##### EXERCISE DATA
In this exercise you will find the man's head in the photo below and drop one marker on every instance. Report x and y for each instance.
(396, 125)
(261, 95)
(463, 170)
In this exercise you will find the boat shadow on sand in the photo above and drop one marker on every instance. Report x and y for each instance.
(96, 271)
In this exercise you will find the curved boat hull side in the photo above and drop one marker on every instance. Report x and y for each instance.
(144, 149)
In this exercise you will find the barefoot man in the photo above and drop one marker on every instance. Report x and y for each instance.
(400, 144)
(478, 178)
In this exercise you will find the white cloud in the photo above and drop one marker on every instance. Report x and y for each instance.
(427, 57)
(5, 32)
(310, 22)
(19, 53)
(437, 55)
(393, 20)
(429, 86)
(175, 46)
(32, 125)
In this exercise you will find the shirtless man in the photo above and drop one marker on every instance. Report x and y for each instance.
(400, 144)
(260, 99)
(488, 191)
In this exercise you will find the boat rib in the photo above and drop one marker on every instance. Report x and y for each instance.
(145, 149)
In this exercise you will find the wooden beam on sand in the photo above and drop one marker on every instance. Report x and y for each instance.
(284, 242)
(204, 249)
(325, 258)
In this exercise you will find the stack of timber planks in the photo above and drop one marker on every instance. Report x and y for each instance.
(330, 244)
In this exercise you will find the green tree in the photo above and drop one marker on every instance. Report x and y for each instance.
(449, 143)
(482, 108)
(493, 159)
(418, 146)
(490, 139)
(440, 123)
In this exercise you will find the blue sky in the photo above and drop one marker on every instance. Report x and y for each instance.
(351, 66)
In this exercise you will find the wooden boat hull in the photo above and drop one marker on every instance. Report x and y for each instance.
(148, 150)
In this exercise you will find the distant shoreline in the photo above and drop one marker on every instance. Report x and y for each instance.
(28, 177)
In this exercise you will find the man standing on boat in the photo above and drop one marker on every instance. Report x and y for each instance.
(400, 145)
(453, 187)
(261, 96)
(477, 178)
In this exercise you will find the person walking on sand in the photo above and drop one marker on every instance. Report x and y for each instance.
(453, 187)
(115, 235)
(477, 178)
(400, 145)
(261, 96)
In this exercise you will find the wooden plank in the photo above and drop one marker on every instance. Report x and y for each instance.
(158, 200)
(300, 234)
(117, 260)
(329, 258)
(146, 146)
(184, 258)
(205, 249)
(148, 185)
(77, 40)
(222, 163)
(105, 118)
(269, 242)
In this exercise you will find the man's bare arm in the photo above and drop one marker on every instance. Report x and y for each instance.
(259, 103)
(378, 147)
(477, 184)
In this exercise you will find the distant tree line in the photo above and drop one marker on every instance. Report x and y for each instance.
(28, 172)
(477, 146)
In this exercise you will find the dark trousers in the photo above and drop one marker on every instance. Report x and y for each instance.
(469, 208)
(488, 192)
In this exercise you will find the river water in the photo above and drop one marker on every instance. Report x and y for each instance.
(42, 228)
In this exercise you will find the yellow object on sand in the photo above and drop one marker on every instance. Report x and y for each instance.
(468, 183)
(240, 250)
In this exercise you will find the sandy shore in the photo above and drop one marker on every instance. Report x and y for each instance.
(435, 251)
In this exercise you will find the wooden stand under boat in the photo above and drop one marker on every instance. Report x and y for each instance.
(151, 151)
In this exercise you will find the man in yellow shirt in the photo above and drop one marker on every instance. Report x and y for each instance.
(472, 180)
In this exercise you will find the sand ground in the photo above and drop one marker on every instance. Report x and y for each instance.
##########
Restate every line of the data above exactly as it was written.

> **YOUR RESPONSE**:
In this exercise you will find the man's head in the photo below and drop one marker on every instance. Report x and y for each instance.
(396, 125)
(261, 95)
(463, 170)
In this exercise you will find the boat shadow on sand in the photo above and drop one marker on every instance. Report x and y for each instance.
(96, 271)
In this exercise you will find the curved boat hull side in the photo above and drop one marker on every instance. Report x and y for each instance.
(144, 149)
In this exercise you will find the barefoot man in the photo above and drop one marker on every instance. Report x and y for each instance.
(400, 144)
(478, 178)
In this exercise you will find the white cloud in the photo above and drop one marker on every instance. Report x and y for each instance.
(427, 57)
(5, 32)
(310, 22)
(19, 53)
(437, 55)
(393, 20)
(429, 86)
(175, 46)
(32, 125)
In this exercise you will find the shirtless man in the photo above and drop one marker on every instance. Report x and y for each instance.
(400, 144)
(260, 99)
(488, 191)
In this exercise you will find the boat rib in the photo above and drop one marker on every instance. Report x and y for each instance.
(145, 149)
In this exercise you will find the wooden beam on sand in the photo above and drop one marker on every instance. Report x and y for each instance.
(284, 242)
(204, 249)
(325, 258)
In this exercise you will find the stack of timber planks in the photo above and drop one marker on every instance. Report x and y for each instance.
(330, 244)
In this exercise you will find the green tree in the photo above and drop one marker on every instance. Report x and y for each instance.
(449, 143)
(482, 108)
(493, 159)
(418, 146)
(490, 139)
(440, 123)
In this exercise you will find the blue sky in the photo above and drop one marker on every instance. Report x and y for each instance.
(351, 66)
In this exercise you will find the wooden boat hull in the photo above and drop one marker on every instance. Report x and y for each instance.
(148, 150)
In this exercise you will find the distant shoreline in the photo above and drop one marker on every instance. Report x and y for each instance.
(28, 177)
In this exercise you will find the man standing on boat in the photo above and drop one marker on every instance. Report x and y for each instance.
(400, 145)
(453, 187)
(261, 96)
(477, 178)
In this exercise you will find the person walking on sand in the photo above and drop one marker on every instance. Report x and y for each instance.
(453, 187)
(115, 235)
(477, 178)
(400, 145)
(261, 96)
In this exercise you will find the wooden plank in the photo above and drop one marker on every instance. Report x and y for each instance.
(158, 200)
(300, 234)
(117, 260)
(329, 258)
(146, 146)
(184, 258)
(205, 249)
(148, 185)
(77, 40)
(222, 163)
(105, 118)
(269, 242)
In this exercise you will find the man's bare arm in the photo above and drop one marker on every instance. Report x and y for each instance.
(259, 103)
(378, 147)
(477, 184)
In this exercise you will find the distant tree line in the photo above and drop one marker on every instance. Report x and y for each instance.
(28, 172)
(477, 146)
In this exercise you will find the dark trousers in the photo above and drop one marker on every instance. Report x and y for each instance.
(469, 208)
(488, 192)
In this exercise you will find the river water in the photo above and drop one marker on every instance. Report x and y for each instance.
(42, 228)
In this exercise you will find the yellow object on sand in the photo above and drop one marker on every instance. Report x and y for each instance.
(468, 183)
(240, 250)
In this exercise you will find the sandy shore in the photo above and drop one marker on every instance. Report x and y for each instance.
(435, 251)
In this exercise you will find the wooden stand under boat in the photo above and drop one marker on every instance. Report x and y for each instance.
(151, 151)
In this exercise you will find the man in yellow shirt in the photo above and drop one marker on every instance. Report x and y for each instance.
(472, 180)
In this exercise you will find the sand ground in the photo above and drop one marker on every instance. Report x and y for each instance.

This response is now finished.